Data for processing START

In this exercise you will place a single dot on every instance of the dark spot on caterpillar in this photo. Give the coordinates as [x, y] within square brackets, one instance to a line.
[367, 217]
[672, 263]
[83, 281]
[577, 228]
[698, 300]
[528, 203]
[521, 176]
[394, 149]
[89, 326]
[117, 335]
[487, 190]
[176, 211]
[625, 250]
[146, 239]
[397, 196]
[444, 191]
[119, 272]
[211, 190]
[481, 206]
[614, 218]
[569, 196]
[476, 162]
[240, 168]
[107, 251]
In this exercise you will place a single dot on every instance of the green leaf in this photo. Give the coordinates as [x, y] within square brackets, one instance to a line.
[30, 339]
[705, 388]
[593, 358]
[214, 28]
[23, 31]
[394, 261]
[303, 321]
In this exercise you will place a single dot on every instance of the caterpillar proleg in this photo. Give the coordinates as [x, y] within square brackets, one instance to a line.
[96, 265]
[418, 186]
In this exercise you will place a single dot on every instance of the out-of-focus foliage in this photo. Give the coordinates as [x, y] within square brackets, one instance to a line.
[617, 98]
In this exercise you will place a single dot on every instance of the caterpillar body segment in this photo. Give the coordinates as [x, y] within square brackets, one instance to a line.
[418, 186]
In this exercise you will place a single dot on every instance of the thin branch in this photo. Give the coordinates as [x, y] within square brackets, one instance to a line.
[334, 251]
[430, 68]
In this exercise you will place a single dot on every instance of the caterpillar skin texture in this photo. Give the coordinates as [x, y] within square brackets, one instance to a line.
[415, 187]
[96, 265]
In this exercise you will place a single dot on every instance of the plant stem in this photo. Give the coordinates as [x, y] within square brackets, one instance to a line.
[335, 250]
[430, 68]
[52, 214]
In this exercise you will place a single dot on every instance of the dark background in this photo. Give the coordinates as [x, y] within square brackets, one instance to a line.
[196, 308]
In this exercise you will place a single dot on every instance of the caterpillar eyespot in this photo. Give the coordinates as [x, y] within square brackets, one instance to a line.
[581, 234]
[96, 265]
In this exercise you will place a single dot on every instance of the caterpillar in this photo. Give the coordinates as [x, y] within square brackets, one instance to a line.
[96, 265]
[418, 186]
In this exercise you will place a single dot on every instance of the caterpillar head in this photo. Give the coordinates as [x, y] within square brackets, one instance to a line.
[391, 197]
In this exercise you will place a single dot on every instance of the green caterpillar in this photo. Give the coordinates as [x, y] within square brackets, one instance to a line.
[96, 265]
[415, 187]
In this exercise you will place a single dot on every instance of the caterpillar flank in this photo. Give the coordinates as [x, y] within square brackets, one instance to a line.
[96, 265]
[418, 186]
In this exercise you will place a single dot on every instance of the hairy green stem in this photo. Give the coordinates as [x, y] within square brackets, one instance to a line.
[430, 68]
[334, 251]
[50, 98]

Data for processing END

Task brief » Write out exactly the lines of the entries above that run from the line containing "of the hairy" through the last line, including both.

Written answer »
In this exercise you will place a single dot on every instance of the hairy green stem in this photo. Give the coordinates as [x, y] within square brackets, one instance to a line.
[430, 68]
[334, 251]
[50, 98]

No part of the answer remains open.